A summary of the significant accounting policies applied in the
accompanying consolidated financial statements follows:
Principles of consolidation. The consolidated financial statements include
the accounts of the Company and its wholly-owned subsidiary, G/W Investment
Company, Inc. All significant intercompany transactions have been
eliminated in consolidation.
Revenue recognition. The Company recognizes revenue at the time of shipment
from Company warehouse or outside depositories. A provision for estimated
returns, consisting of the sales value less related inventory value and
royalty costs, is made at time of sale.
Inventories. Inventories are valued at the lower of cost or market. Cost of
inventories was determined by the last-in, first-out (LIFO) and the
first-in, first-out (FIFO) methods as summarized below (see Note C):
April 30,
1998 1997
---------- ----------
Last-in, first-out method $2,330,000 $2,639,000
First-in, first-out method 85,000 91,000
---------- ----------
$2,415,000 $2,730,000
========== ==========
Cost includes the purchase of paper, printing, and binding from outside
sources. No allocation of selling and administrative expenses is included
in inventories.
Even though some books will not be sold in the current period, large
quantities of books are printed initially for stock, due to economies of
scale. Management feels that substantially all books will be sold in the
current period and, therefore, classifies all inventories as a current
asset.
Investment securities. Available-for-sale securities are those that
management designated as available to be sold in response to changes in
market interest rates or liquidity needs. Investment securities
available-for-sale are stated at fair value, with the unrealized gains or
losses shown as a component of stockholders' equity. Gains or losses on
disposition of these securities are determined using the specific
identification method.
Property and equipment. Property and equipment are carried at cost less
accumulated depreciation. Depreciation is provided on straight-line and
accelerated methods over the estimated useful lives of the assets. Annual
depreciation rates range from 20% to 40% for equipment and from 3% to 20%
for buildings and improvements.
Expenditures for repairs and maintenance are charged against income when
incurred, and replacements are capitalized. Gains or losses on dispositions
of property and equipment are included in income.
Prepublication costs. The Company capitalizes certain outside contractor
costs, primarily artwork, film and preparation costs, associated with
creation of the textbooks and supplements. Prepublication costs are
amortized over a period of three years under the straight-line method.
Advertising costs. The Company expenses advertising costs as incurred.
Advertising costs were $277,000 in 1998, $351,000 in 1997 and $369,000 in
1996.
NOTES CONTINUED ON PAGE 8
7
<PAGE> 21
THE GOODHEART-WILLCOX COMPANY, INC. AND SUBSIDIARY
NOTES TO CONSOLIDATED FINANCIAL STATEMENTS April 30, 1998, 1997, and 1996
NOTE A - SUMMARY OF SIGNIFICANT ACCOUNTING POLICIES-CONTINUED
Editorial costs. Editorial costs are charged to expense as incurred.
Income taxes. Deferred income taxes are recorded to reflect the tax
consequences on future years of temporary differences between the tax basis
of assets and liabilities and their financial reporting amounts.

WRITTEN REQUEST. Could you restate the stretch of the accounting policies excerpt from "Advertising costs were" through "financial reporting amounts.", changing "temporary differences" to "timing differences"?

ENTRIES.
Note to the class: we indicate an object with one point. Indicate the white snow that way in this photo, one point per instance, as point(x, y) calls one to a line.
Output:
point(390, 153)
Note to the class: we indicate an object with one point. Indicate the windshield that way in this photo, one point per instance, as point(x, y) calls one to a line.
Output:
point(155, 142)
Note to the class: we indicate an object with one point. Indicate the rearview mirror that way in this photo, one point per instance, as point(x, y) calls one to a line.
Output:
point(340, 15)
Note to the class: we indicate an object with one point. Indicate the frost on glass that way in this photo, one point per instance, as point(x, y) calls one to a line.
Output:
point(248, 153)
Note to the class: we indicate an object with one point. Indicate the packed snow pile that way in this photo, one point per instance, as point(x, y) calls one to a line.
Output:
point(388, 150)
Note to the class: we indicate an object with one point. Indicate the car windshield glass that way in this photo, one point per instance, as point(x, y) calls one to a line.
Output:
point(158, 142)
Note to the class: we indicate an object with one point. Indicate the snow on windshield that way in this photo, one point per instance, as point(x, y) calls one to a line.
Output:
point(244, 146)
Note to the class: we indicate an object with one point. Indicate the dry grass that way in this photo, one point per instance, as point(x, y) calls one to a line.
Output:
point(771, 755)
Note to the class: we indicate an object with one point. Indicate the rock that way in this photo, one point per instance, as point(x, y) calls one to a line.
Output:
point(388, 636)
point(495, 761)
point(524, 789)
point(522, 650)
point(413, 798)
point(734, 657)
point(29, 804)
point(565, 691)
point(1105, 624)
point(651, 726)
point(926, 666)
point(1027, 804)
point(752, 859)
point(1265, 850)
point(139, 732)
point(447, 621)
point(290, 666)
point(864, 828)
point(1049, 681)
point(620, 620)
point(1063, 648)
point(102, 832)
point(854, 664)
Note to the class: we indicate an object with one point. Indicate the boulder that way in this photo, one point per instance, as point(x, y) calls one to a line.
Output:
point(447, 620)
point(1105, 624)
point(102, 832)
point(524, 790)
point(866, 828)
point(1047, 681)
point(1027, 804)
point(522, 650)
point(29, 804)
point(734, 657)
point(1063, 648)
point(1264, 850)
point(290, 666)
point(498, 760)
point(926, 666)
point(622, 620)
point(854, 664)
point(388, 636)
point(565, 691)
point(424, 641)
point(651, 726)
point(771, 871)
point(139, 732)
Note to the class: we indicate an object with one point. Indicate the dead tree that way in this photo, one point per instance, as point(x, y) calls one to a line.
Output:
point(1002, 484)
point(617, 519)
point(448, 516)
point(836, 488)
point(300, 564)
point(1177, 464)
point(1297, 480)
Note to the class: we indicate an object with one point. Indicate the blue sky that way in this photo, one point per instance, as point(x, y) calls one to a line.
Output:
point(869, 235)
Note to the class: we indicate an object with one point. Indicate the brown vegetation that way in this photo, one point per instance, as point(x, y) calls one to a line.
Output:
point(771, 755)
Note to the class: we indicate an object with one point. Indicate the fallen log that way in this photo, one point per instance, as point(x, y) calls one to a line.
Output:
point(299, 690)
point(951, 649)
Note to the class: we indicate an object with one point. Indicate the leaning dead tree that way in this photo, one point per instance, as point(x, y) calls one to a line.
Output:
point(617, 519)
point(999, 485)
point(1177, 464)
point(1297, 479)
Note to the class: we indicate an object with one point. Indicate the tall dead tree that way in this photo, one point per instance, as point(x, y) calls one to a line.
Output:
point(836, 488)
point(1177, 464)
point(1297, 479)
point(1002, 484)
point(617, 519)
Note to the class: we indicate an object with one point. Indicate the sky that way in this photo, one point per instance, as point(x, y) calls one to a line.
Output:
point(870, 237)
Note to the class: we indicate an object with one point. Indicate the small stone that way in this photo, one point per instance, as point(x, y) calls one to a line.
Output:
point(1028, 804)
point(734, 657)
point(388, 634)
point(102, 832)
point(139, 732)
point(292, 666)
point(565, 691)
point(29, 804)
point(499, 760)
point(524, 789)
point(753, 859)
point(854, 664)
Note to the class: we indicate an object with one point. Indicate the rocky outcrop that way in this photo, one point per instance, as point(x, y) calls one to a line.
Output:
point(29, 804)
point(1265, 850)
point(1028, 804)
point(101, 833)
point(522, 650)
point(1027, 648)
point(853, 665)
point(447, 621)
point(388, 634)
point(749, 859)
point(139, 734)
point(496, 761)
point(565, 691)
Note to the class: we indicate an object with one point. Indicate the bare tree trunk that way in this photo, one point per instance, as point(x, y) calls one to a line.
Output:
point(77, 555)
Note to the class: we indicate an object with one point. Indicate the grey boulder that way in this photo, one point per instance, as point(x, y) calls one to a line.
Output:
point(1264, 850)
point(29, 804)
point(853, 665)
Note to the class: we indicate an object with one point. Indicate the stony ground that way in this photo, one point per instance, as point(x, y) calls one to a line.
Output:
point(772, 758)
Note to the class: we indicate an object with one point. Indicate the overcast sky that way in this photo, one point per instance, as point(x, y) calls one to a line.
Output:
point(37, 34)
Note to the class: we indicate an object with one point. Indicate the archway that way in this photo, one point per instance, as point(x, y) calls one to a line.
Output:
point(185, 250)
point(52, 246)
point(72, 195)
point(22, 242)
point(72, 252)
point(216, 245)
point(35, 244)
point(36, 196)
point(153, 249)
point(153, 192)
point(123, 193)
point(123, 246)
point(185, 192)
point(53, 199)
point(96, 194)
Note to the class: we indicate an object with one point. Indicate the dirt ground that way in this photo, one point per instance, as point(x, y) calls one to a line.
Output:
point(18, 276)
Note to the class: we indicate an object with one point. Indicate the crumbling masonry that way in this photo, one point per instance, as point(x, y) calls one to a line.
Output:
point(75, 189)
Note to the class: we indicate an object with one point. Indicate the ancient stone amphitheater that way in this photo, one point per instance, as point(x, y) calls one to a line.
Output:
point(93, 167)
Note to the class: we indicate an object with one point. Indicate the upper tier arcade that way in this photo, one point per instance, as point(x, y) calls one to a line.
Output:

EXERCISE OUTPUT.
Advertising costs were $277,000 in 1998, $351,000 in 1997 and $369,000 in
1996.
NOTES CONTINUED ON PAGE 8
7
<PAGE> 21
THE GOODHEART-WILLCOX COMPANY, INC. AND SUBSIDIARY
NOTES TO CONSOLIDATED FINANCIAL STATEMENTS April 30, 1998, 1997, and 1996
NOTE A - SUMMARY OF SIGNIFICANT ACCOUNTING POLICIES-CONTINUED
Editorial costs. Editorial costs are charged to expense as incurred.
Income taxes. Deferred income taxes are recorded to reflect the tax
consequences on future years of timing differences between the tax basis
of assets and liabilities and their financial reporting amounts.